_Data for this exercise_
>>>
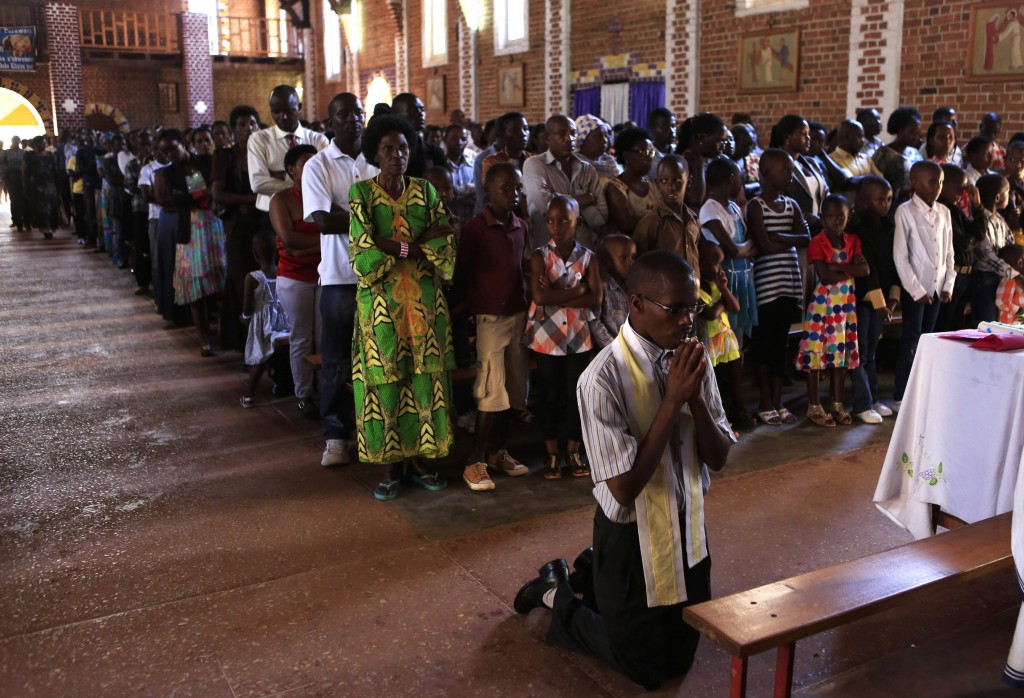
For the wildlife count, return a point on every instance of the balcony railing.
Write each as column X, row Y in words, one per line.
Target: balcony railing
column 126, row 31
column 254, row 37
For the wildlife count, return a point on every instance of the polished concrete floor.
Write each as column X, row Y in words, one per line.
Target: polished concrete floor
column 157, row 539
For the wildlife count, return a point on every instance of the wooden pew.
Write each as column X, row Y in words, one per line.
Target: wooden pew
column 779, row 614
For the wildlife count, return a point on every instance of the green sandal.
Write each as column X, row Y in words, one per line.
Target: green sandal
column 386, row 490
column 431, row 481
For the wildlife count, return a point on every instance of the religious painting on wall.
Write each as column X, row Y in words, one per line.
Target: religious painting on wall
column 435, row 94
column 769, row 60
column 510, row 86
column 996, row 37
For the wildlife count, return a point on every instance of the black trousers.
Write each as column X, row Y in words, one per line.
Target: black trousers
column 559, row 409
column 647, row 645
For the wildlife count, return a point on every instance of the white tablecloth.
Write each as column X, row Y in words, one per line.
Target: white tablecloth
column 958, row 438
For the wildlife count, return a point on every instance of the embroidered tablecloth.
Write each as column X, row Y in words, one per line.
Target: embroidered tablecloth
column 958, row 437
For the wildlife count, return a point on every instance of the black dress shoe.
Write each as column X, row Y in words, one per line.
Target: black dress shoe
column 531, row 595
column 583, row 569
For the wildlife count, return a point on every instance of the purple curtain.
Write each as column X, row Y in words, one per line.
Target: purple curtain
column 588, row 100
column 643, row 98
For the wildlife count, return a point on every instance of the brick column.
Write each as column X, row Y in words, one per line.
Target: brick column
column 682, row 41
column 311, row 58
column 467, row 69
column 556, row 56
column 67, row 91
column 197, row 69
column 876, row 47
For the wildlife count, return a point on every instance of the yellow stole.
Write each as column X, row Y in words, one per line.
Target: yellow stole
column 657, row 507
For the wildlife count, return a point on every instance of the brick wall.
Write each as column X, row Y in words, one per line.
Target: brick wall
column 934, row 72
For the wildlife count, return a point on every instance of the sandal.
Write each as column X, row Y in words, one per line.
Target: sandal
column 840, row 415
column 742, row 418
column 386, row 490
column 431, row 481
column 552, row 470
column 786, row 416
column 817, row 415
column 578, row 467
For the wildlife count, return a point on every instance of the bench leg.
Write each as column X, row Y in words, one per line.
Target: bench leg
column 783, row 670
column 738, row 686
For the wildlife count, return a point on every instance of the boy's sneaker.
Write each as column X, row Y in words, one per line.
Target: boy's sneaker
column 476, row 477
column 869, row 417
column 467, row 422
column 336, row 452
column 508, row 465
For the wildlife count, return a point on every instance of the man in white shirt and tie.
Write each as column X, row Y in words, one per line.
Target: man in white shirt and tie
column 267, row 147
column 326, row 181
column 923, row 251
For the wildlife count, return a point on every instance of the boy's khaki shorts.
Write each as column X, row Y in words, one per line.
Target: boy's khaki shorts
column 502, row 362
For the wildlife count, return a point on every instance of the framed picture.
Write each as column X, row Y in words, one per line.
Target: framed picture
column 511, row 91
column 768, row 60
column 996, row 32
column 435, row 94
column 168, row 96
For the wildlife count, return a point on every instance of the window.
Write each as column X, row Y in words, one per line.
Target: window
column 332, row 42
column 748, row 7
column 511, row 27
column 434, row 33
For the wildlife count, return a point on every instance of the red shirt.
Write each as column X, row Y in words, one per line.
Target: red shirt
column 489, row 264
column 300, row 268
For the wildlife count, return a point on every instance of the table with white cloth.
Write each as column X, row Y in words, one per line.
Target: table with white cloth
column 958, row 443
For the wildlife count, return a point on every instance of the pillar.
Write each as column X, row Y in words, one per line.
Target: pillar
column 682, row 42
column 467, row 69
column 197, row 69
column 556, row 56
column 876, row 47
column 67, row 90
column 311, row 57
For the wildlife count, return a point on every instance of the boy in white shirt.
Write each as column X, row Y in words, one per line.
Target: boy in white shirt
column 923, row 251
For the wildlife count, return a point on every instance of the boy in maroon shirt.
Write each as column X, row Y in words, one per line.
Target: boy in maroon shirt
column 493, row 250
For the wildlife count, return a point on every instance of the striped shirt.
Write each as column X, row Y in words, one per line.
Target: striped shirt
column 777, row 274
column 610, row 446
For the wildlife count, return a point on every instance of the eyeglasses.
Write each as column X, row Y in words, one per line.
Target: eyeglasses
column 694, row 309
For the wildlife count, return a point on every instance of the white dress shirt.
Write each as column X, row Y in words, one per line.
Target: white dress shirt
column 266, row 154
column 610, row 445
column 923, row 248
column 327, row 178
column 543, row 179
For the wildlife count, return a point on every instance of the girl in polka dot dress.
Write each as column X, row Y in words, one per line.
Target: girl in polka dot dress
column 829, row 339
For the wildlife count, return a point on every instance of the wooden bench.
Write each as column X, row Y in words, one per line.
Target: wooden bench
column 779, row 614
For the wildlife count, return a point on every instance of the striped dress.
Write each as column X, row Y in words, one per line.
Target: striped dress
column 777, row 274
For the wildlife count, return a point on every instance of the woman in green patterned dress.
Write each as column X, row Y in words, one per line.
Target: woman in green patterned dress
column 401, row 249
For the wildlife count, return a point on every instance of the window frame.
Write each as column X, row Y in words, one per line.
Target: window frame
column 430, row 58
column 330, row 17
column 504, row 46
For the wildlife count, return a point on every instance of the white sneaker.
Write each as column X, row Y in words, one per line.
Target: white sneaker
column 869, row 417
column 336, row 452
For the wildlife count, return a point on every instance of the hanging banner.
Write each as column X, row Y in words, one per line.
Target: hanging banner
column 17, row 48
<<<
_Assignment_
Could you output all of the records exactly, without their pictures?

_Answer box_
For the wildlife count, return a point on every instance of the balcony railing.
Write each as column X, row Y in words, one per line.
Target: balcony railing
column 126, row 31
column 254, row 37
For the wildlife count, return a point on every instance of the polished concrete floor.
Write each as column X, row Y in words, one per line.
Target: polished concrete floor
column 157, row 539
For the wildlife count, return a point on every instance of the wooden pew.
Write each as column X, row Y in words, one per line.
Target: wooden pew
column 779, row 614
For the wildlife count, return a point on every instance of the green sandal.
Write each as column X, row Y in words, one per line.
Target: green sandal
column 386, row 490
column 431, row 481
For the wildlife count, return a point on every instance of the religious painting on wall.
Write each as column X, row Y in words, one per line.
Target: religious painting on wall
column 435, row 94
column 769, row 60
column 510, row 86
column 996, row 37
For the wildlife count, return a point on every instance of the black trousers.
Write each as column X, row Y in words, one per line.
Target: black trousers
column 559, row 409
column 647, row 645
For the wildlife count, return a point on every instance of the white tablecloth.
Write each as column X, row Y in words, one per line.
Target: white tablecloth
column 958, row 438
For the wildlife count, return a point on every instance of the embroidered tablecloth.
Write each as column X, row Y in words, one per line.
Target: embroidered tablecloth
column 958, row 437
For the wildlife count, return a point on every instance of the black dress shoe.
Write each as column X, row Y in words, one per line.
Target: black dress shoe
column 531, row 595
column 583, row 569
For the wildlife count, return a point on every instance of the purple curtain.
Write each as column X, row Y in words, one per line.
Target: purple curtain
column 588, row 100
column 643, row 98
For the wildlife count, return a point on every instance of the brick column.
Write each as column X, row Y in words, one per line.
Target: brick column
column 682, row 41
column 311, row 58
column 467, row 69
column 556, row 56
column 67, row 91
column 197, row 69
column 876, row 47
For the wildlife count, return a point on every instance of the yellow stole.
Write each as column X, row Y in words, one per line.
Target: yellow stole
column 657, row 507
For the wildlife count, return a point on every instance of the brick wall.
Write each as column X, row Y in words, one per line.
Target: brick wall
column 934, row 72
For the wildlife count, return a point on every instance of the sandal.
Write each as column X, row Y in words, one per line.
Target: sandal
column 840, row 415
column 742, row 418
column 386, row 490
column 431, row 481
column 552, row 470
column 786, row 416
column 817, row 415
column 578, row 467
For the wildlife count, return a point on every instance of the bench leg.
Write each as column X, row Y in words, one per line.
Target: bench leg
column 783, row 670
column 738, row 686
For the wildlife count, return a point on every instance of the boy's sneaker.
Write each as column X, row Y in words, one per line.
Target: boy's sneaker
column 476, row 477
column 869, row 417
column 467, row 422
column 336, row 452
column 508, row 465
For the wildlife count, return a point on every instance of the man in white shirt and tie.
Write each as column X, row Y in words, one per line.
Target: man in white shirt and tie
column 267, row 147
column 326, row 181
column 923, row 251
For the wildlife count, return a point on every instance of the boy's khaki shorts.
Write each as column X, row Y in words, one per line.
Target: boy's khaki shorts
column 502, row 362
For the wildlife count, return a point on every instance of the framed picture.
Write each as column X, row Y in words, one per line.
Target: framed picture
column 511, row 91
column 768, row 60
column 996, row 32
column 435, row 94
column 168, row 96
For the wildlife count, return a point on every instance of the window.
Write each as column X, row Y in words, one per line.
Target: window
column 332, row 42
column 748, row 7
column 511, row 27
column 434, row 33
For the wildlife count, return a point on every instance of the red shirt.
Write each as column X, row Y in words, one per line.
Target: red shirt
column 489, row 264
column 300, row 268
For the wildlife count, return a point on every instance of the table with white cloth.
Write each as column X, row Y in words, one per line.
Target: table with white cloth
column 958, row 443
For the wildlife count, return a point on every instance of the pillar.
Write each as column X, row Y in words, one per line.
Target: pillar
column 682, row 42
column 467, row 69
column 197, row 69
column 556, row 56
column 876, row 47
column 67, row 90
column 311, row 57
For the wildlife count, return a point on every instance of the boy in white shirt.
Write each as column X, row Y in words, one per line.
Target: boy in white shirt
column 923, row 251
For the wildlife count, return a point on every instance of the boy in maroon shirt.
Write each as column X, row Y in words, one per line.
Target: boy in maroon shirt
column 493, row 250
For the wildlife count, return a point on every instance of the striped shirt.
Write each as column X, row Y in words, one per line.
Target: striped shirt
column 777, row 274
column 610, row 446
For the wildlife count, return a point on every instance of the eyeglasses.
Write each as column X, row Y in words, one per line.
Target: eyeglasses
column 694, row 309
For the wildlife count, return a point on every instance of the white dress shirt.
Write each as column X, row Y in words, one per line.
Target: white dress shirt
column 266, row 154
column 610, row 445
column 923, row 248
column 327, row 178
column 543, row 179
For the wildlife count, return a point on every instance of the girl in polka dot dress.
Write each as column X, row Y in words, one per line.
Target: girl in polka dot dress
column 829, row 339
For the wildlife count, return a point on every instance of the wooden bench.
Write each as column X, row Y in words, one per line.
Target: wooden bench
column 779, row 614
For the wildlife count, return a point on every instance of the striped dress.
Write each as column X, row Y in words, one per line.
Target: striped dress
column 777, row 274
For the wildlife count, return a point on every instance of the woman in green patterned dress.
Write each as column X, row Y in words, one per line.
Target: woman in green patterned dress
column 401, row 249
For the wildlife count, return a point on every instance of the window frame.
Write each as column X, row Y in words, one per line.
Target: window frame
column 430, row 58
column 330, row 17
column 504, row 46
For the wildlife count, return a point on every instance of the white sneaker.
Write each as column X, row Y in words, one per line.
Target: white sneaker
column 869, row 417
column 336, row 452
For the wildlife count, return a point on every instance of the hanging banner.
Write each as column X, row Y in words, one per line.
Target: hanging banner
column 17, row 48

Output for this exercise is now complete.